### Source records ###

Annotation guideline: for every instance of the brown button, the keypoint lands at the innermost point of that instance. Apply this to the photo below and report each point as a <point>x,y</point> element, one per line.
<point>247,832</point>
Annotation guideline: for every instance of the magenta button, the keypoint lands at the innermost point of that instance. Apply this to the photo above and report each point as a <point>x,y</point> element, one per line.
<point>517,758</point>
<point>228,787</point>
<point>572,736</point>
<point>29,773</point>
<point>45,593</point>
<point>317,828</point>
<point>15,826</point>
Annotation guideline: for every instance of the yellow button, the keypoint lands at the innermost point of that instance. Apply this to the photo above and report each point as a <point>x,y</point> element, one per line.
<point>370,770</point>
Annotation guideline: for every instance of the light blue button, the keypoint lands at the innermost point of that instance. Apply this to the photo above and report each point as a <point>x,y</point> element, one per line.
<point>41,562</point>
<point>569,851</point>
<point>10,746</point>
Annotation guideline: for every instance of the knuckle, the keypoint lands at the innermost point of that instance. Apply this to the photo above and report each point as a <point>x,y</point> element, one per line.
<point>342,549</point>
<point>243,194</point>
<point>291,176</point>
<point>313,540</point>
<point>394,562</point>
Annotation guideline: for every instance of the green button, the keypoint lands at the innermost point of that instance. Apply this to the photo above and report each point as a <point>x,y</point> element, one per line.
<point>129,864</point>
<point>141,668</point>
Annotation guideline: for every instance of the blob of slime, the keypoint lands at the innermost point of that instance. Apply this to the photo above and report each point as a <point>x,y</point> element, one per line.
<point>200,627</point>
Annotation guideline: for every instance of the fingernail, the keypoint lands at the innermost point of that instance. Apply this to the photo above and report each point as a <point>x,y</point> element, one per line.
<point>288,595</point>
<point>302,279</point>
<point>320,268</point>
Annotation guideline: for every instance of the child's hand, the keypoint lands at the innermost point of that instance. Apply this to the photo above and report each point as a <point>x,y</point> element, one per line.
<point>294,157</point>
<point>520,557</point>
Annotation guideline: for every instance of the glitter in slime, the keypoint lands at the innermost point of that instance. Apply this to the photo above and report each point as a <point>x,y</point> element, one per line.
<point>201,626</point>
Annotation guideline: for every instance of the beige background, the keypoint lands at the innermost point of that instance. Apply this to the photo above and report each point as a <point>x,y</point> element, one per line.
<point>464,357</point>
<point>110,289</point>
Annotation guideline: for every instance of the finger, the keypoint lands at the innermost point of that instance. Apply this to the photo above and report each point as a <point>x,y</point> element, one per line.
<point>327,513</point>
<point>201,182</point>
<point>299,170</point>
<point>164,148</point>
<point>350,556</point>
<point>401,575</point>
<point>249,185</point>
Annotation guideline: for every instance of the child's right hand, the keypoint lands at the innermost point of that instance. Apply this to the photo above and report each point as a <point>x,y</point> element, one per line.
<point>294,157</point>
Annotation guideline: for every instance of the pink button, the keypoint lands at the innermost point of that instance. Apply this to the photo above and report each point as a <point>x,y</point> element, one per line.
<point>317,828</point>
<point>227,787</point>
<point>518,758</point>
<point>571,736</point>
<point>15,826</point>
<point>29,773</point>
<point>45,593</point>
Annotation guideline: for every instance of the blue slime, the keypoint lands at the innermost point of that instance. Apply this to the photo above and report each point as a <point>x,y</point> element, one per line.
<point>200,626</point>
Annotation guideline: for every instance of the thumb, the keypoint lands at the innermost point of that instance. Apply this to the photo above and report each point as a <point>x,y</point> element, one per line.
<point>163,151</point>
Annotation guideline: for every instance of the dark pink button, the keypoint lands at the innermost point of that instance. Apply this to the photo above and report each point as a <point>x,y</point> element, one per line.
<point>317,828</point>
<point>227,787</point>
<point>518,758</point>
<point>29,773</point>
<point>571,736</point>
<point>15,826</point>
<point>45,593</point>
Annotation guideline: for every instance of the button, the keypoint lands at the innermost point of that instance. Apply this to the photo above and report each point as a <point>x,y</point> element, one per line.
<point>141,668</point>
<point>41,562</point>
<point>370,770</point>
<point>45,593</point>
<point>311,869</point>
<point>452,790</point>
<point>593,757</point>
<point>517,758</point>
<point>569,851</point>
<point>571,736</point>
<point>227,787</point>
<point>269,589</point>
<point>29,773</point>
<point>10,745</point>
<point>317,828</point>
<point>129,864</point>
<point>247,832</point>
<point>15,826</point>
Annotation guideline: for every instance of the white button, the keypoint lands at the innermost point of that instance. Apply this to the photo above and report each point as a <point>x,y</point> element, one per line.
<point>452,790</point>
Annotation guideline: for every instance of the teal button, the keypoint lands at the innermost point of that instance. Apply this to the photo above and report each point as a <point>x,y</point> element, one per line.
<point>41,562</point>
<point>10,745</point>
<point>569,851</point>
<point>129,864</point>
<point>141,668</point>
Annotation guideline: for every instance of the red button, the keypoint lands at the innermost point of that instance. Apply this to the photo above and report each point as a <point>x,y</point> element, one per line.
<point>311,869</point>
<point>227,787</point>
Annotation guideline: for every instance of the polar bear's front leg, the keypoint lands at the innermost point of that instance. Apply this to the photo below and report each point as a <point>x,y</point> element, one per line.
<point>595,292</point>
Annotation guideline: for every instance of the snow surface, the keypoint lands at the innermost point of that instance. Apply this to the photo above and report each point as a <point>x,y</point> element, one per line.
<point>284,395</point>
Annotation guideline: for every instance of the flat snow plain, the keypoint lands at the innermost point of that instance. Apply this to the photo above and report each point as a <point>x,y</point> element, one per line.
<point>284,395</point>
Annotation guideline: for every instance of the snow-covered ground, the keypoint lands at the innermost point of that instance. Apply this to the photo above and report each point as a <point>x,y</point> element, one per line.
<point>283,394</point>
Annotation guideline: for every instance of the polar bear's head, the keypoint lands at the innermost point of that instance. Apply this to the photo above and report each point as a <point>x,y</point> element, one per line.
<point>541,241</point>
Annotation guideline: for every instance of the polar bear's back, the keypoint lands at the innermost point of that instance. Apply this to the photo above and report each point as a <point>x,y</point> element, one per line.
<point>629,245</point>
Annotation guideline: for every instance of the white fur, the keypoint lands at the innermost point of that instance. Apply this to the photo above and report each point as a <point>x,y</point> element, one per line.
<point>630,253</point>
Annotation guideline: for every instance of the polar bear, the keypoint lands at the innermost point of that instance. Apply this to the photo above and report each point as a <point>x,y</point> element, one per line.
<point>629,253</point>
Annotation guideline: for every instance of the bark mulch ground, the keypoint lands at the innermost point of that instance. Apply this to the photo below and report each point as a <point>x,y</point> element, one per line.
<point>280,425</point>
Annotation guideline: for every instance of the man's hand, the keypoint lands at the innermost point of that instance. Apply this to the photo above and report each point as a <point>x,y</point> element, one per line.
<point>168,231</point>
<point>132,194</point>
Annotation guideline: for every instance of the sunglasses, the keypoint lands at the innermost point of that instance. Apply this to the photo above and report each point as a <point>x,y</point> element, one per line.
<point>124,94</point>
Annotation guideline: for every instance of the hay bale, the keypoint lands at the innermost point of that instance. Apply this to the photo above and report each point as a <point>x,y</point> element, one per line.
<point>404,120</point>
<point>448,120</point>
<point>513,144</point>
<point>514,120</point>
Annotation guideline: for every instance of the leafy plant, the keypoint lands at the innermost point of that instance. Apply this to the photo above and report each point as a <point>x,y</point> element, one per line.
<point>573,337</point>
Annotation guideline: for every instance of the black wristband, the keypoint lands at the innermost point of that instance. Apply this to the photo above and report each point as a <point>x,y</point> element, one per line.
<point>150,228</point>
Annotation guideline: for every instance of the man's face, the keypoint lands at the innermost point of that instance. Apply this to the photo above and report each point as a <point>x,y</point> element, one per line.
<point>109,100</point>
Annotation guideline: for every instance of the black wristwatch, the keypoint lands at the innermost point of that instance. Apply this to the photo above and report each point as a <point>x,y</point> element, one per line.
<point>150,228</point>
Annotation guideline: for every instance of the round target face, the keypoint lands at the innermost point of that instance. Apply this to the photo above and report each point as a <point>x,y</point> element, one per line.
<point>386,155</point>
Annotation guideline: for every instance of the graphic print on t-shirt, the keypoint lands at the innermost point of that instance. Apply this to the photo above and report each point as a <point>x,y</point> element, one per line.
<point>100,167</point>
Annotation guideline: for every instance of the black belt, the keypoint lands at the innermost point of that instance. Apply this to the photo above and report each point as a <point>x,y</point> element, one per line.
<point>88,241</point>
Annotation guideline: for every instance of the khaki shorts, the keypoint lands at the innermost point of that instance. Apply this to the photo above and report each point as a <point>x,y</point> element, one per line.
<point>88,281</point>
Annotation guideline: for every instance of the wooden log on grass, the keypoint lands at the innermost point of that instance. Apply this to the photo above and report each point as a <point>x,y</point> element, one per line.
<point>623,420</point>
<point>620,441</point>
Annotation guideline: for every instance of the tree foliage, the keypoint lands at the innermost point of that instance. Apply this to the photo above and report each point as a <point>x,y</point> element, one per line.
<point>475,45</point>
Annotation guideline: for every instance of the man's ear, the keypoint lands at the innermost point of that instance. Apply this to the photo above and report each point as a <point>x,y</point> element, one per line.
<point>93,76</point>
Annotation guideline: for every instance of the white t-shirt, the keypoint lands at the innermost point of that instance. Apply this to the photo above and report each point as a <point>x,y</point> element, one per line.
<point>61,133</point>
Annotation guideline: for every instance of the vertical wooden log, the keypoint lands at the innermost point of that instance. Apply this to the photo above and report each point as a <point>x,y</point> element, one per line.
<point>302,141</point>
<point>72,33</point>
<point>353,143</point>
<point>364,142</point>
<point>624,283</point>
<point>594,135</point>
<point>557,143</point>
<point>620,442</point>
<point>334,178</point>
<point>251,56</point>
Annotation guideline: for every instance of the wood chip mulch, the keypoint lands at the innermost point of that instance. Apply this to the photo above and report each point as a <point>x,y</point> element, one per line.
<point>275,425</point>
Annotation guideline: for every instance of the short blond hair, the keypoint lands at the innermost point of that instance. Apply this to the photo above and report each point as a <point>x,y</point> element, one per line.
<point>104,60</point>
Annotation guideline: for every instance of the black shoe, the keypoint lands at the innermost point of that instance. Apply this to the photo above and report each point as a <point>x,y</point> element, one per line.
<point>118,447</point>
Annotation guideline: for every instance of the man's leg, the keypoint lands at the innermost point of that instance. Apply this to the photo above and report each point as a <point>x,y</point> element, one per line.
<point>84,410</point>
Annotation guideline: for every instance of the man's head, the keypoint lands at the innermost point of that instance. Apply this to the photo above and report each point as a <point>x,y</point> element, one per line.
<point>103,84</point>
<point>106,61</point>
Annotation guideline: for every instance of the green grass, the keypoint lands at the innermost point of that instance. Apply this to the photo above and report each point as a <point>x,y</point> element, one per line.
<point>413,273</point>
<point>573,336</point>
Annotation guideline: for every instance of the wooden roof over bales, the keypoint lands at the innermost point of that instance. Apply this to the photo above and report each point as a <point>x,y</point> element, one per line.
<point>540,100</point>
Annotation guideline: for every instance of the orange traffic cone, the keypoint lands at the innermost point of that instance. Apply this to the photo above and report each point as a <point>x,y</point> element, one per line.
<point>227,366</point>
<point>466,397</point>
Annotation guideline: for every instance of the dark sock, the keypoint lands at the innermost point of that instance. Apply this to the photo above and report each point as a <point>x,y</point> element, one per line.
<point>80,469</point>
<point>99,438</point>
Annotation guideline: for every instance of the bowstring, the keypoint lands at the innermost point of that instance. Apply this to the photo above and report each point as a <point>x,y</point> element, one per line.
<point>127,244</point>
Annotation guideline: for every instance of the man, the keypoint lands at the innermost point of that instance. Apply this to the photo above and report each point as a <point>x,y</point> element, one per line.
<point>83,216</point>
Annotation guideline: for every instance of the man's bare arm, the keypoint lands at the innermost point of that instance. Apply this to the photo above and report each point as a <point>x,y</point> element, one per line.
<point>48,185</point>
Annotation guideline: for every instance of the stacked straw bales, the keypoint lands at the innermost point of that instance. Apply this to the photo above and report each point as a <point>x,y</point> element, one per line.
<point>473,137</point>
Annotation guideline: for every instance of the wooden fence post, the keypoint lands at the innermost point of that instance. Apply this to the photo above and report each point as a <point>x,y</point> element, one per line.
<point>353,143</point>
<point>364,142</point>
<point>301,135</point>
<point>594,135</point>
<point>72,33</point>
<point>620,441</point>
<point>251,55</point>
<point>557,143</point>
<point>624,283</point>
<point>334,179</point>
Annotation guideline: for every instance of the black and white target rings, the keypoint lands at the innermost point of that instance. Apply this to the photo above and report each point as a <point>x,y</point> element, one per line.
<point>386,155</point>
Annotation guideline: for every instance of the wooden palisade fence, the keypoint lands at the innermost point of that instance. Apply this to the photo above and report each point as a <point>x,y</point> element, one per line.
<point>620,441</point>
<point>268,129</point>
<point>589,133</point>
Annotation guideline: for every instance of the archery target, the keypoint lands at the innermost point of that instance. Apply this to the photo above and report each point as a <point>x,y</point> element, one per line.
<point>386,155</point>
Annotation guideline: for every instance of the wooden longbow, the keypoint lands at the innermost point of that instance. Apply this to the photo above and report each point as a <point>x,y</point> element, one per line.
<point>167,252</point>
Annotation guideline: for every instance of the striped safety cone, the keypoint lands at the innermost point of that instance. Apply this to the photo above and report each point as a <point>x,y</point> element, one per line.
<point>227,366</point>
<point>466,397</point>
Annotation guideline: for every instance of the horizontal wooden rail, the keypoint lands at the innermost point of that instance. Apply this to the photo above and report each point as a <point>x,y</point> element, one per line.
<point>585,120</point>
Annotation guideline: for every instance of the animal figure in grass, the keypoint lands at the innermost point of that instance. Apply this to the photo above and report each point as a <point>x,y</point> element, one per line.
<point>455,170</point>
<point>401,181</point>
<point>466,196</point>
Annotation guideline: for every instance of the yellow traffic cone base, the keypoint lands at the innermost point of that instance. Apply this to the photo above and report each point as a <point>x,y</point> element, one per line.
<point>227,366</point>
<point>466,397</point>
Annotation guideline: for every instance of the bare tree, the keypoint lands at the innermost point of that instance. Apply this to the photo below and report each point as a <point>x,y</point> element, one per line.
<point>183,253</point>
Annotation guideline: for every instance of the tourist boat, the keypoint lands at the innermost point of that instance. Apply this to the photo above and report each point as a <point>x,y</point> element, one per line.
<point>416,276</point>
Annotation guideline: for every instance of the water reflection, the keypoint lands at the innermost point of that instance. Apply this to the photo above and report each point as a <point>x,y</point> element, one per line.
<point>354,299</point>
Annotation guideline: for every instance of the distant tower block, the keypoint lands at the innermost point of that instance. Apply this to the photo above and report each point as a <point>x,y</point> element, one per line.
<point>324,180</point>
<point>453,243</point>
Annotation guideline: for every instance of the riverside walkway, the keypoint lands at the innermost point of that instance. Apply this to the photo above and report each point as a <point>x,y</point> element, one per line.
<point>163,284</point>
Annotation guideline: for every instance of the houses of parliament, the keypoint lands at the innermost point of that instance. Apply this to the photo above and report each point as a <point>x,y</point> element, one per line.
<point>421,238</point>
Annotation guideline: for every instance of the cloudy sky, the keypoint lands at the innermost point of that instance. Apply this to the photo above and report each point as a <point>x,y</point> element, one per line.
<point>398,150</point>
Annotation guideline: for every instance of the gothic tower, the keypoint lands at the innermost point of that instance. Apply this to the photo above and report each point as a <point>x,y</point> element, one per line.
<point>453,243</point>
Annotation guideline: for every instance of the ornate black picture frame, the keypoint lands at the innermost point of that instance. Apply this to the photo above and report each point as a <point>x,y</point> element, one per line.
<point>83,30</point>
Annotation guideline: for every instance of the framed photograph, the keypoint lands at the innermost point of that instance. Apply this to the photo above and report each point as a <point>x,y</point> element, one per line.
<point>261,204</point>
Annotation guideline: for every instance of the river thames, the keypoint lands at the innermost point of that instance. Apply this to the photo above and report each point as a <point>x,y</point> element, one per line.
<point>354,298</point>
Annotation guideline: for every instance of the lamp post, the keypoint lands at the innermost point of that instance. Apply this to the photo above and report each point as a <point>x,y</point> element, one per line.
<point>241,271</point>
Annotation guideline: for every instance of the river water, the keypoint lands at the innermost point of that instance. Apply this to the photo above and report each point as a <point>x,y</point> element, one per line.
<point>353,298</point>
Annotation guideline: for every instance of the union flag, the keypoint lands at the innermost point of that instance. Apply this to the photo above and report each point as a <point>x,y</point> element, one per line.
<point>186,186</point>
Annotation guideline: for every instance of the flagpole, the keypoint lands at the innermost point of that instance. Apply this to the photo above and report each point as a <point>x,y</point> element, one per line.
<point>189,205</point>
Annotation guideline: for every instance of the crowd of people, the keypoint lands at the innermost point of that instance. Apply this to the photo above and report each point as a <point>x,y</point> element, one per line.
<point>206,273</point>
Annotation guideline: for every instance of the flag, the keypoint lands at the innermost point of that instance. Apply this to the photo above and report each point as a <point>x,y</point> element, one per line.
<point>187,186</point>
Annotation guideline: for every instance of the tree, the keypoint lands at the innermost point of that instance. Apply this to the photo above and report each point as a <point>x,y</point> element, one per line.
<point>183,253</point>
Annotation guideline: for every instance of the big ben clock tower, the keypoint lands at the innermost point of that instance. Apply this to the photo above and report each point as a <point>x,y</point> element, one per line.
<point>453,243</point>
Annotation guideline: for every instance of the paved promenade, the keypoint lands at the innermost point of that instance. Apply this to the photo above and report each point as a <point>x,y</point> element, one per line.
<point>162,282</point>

###

The required output is the span of lines from the one containing "Annotation guideline: for every instance of the flagpole, the" to the last line, reproduced character for character.

Annotation guideline: for every instance of the flagpole, the keypoint lands at the innermost point of that instance. Apply this to the photo above and report each point as a <point>x,y</point> element, one per line.
<point>189,205</point>
Annotation guideline: for every instance of the crowd of people, the keypoint lands at the innermost point of that instance. Apply this to the photo above and report each point as a <point>x,y</point> element, one per line.
<point>206,273</point>
Annotation guideline: for every instance of the flag, the keypoint lands at the innermost point of that instance. Apply this to the photo above and report each point as a <point>x,y</point> element, one per line.
<point>187,186</point>
Annotation guideline: for every instance of the tree, the keypoint lands at the innermost point of that instance. Apply this to the photo above and report each point as a <point>x,y</point> element, one per line.
<point>183,253</point>
Annotation guideline: for every instance of the big ben clock tower, the keypoint lands at the innermost point of that instance. Apply this to the photo above and report each point as a <point>x,y</point> element, one per line.
<point>453,243</point>
Annotation guideline: for every instance of the paved promenade, the keypoint lands at the innermost point of that instance. Apply this to the photo above and report each point as a <point>x,y</point> element, one per line.
<point>162,282</point>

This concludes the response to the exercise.